▸ Task goal: Return the entries below in full. Keep every word as it is.
++++
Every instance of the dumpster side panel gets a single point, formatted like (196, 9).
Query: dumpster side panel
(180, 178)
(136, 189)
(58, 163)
++++
▸ Written solution:
Every instance of the dumpster side panel gets a single point, formatted like (196, 9).
Query: dumpster side panel
(180, 178)
(136, 189)
(58, 163)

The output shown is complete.